== WORK TO COMPLETE ==
Count the lines in the listing below that contain the string "roof", treating case as significant. Give only the number.

Pointing and labeling listing
━━━━

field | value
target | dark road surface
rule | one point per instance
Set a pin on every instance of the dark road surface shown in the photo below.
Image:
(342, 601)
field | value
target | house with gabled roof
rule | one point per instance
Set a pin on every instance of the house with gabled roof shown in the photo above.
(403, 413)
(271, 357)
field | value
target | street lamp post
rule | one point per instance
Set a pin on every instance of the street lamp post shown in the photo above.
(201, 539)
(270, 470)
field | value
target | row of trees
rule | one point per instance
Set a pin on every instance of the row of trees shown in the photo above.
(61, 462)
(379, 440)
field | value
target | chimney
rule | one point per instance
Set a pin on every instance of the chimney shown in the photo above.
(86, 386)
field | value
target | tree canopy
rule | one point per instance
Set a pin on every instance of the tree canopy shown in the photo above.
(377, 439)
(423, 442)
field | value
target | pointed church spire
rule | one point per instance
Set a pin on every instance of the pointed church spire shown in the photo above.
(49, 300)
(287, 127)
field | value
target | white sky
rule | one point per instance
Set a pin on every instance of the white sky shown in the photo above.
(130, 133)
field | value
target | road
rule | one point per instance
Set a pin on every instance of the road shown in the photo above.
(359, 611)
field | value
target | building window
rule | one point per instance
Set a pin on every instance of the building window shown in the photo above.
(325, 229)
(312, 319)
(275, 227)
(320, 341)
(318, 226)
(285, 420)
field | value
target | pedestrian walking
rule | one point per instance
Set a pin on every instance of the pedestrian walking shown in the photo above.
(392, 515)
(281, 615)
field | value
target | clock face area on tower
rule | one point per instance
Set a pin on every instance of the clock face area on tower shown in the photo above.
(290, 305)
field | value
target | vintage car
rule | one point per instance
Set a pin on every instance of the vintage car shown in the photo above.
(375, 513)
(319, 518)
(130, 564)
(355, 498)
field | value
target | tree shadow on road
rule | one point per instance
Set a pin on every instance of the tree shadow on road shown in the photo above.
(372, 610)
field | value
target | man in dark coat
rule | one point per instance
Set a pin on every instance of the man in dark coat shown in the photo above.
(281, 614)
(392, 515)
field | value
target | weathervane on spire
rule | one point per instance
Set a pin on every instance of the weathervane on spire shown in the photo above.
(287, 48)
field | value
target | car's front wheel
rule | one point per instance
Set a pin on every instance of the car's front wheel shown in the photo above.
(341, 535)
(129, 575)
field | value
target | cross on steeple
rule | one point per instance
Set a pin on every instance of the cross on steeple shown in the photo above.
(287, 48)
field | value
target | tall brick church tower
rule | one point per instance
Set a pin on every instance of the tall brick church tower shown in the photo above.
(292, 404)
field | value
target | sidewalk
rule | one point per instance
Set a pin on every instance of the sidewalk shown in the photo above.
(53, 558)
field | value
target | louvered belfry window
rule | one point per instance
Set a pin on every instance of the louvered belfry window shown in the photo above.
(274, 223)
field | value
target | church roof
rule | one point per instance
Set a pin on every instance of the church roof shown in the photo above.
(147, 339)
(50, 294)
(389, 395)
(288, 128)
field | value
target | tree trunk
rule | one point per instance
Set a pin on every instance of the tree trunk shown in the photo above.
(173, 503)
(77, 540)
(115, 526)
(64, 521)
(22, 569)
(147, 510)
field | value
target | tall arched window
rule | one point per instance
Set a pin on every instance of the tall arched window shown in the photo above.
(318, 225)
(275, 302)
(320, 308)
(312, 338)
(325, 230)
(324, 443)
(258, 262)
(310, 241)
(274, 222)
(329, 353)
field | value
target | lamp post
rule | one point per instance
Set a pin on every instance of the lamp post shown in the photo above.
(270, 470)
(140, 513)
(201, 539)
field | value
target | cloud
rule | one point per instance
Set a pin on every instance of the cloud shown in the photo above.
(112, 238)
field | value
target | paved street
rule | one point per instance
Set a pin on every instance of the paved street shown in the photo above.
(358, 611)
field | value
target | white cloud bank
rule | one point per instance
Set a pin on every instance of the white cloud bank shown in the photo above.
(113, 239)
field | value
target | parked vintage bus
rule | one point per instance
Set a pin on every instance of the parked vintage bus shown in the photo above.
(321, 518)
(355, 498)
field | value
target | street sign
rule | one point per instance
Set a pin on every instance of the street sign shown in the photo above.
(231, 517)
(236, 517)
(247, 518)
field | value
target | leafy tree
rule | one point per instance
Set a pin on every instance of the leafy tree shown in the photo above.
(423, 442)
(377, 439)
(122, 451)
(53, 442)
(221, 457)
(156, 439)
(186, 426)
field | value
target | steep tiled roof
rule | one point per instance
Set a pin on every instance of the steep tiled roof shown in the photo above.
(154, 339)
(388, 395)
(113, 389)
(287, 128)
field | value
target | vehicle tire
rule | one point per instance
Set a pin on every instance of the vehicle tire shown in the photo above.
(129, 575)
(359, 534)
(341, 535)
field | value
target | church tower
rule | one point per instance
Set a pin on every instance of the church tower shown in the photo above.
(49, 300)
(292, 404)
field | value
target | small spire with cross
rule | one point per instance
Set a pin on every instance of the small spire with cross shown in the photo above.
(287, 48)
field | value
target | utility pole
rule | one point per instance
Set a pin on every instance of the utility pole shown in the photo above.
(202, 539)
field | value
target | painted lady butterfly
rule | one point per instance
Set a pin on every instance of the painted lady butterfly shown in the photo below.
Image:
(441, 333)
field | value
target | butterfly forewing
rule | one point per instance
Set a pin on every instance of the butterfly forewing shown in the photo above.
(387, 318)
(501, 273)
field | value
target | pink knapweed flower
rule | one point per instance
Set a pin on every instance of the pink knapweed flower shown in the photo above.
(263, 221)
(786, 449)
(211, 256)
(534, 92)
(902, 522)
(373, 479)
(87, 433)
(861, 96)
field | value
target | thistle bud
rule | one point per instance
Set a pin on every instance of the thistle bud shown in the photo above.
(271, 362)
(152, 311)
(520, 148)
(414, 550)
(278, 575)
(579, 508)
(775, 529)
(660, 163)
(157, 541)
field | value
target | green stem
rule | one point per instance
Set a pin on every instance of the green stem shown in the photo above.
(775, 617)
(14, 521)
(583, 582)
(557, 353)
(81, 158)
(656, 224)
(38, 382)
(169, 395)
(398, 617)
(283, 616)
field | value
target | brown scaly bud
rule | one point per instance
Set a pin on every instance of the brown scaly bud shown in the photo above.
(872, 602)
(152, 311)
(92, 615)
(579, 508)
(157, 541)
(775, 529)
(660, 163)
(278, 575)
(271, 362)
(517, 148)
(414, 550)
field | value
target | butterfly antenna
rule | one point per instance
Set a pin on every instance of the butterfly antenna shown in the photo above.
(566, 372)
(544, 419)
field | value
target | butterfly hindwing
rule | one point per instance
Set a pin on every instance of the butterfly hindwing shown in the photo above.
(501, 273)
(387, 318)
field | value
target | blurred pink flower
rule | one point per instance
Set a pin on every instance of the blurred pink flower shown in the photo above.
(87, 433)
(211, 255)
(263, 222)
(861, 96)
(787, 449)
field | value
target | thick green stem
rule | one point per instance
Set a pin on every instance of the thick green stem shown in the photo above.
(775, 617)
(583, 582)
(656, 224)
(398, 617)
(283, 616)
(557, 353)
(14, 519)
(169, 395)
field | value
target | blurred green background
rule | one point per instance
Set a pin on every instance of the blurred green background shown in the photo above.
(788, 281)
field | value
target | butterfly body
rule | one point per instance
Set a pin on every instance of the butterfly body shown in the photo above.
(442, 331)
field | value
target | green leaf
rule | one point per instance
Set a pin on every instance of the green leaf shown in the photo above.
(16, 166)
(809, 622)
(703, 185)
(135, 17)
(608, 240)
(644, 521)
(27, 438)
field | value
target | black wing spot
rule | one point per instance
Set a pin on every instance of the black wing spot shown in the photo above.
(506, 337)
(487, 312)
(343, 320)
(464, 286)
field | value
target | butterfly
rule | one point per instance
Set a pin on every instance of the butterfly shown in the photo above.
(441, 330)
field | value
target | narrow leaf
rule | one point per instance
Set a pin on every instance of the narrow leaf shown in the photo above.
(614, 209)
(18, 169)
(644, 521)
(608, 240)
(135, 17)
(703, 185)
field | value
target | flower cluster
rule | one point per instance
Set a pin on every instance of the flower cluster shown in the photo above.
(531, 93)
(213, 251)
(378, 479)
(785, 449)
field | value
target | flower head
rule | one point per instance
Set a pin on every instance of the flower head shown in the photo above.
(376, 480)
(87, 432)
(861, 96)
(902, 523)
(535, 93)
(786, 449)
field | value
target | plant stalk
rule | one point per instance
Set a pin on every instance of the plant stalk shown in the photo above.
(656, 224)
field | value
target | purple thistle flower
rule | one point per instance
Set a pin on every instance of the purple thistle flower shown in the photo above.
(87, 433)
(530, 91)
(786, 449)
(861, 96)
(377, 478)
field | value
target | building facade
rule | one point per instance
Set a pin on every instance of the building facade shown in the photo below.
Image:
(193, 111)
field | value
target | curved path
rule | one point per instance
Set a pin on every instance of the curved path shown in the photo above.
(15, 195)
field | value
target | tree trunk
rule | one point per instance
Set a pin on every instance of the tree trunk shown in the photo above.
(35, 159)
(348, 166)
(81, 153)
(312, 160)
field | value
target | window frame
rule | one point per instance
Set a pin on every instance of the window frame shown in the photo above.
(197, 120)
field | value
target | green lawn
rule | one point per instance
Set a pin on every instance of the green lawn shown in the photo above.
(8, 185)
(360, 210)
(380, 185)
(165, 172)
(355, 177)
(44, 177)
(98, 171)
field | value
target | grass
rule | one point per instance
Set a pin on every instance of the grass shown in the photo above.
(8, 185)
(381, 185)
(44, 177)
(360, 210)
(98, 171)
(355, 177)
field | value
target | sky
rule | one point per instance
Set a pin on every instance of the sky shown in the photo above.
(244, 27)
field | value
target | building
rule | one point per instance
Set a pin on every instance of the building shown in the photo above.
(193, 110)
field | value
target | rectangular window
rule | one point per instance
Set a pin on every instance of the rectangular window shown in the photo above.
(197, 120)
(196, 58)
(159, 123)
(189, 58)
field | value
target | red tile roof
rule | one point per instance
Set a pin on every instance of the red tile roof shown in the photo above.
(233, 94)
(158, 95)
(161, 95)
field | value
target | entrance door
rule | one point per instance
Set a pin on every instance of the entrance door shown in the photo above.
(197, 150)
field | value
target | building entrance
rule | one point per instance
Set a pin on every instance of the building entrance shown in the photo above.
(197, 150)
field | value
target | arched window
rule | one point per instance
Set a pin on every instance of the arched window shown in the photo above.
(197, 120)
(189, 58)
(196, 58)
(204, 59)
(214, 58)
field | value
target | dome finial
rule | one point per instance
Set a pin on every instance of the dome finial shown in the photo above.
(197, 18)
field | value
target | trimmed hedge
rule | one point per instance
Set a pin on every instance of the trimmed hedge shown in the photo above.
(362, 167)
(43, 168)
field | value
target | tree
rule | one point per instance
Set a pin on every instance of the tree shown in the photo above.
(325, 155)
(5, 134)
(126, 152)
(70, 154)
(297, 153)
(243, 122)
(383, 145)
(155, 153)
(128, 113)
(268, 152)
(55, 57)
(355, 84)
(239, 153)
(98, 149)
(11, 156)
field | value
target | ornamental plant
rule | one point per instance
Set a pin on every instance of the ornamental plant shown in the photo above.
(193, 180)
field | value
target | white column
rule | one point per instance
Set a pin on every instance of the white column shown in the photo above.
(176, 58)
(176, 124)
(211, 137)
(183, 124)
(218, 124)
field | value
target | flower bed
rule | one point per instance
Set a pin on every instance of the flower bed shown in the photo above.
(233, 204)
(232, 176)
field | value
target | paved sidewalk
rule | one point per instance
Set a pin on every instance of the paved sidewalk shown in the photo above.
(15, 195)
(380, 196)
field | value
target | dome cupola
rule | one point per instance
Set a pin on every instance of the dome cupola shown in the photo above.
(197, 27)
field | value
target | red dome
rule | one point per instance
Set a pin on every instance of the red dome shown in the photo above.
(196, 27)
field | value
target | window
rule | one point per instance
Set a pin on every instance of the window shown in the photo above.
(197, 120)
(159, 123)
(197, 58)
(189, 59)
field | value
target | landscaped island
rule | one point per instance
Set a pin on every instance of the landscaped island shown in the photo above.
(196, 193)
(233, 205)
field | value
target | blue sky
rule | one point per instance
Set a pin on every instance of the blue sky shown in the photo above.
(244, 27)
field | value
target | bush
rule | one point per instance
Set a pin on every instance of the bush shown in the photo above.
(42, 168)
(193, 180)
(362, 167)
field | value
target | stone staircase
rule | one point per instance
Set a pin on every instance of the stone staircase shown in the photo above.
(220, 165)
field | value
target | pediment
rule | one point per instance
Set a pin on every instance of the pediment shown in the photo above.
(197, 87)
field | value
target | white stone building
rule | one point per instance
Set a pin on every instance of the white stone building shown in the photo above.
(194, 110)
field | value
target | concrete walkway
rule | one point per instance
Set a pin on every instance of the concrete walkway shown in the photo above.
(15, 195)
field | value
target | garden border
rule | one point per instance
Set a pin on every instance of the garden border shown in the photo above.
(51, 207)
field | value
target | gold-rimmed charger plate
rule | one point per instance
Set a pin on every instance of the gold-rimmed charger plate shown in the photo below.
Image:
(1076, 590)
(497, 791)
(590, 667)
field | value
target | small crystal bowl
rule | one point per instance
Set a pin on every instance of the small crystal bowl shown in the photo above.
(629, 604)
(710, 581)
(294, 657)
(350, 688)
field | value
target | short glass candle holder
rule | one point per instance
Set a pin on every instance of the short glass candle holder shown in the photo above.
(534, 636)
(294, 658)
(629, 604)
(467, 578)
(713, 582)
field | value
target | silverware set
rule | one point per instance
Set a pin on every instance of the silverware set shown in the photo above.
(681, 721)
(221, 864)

━━━━

== ANSWER FOR THE TASK ==
8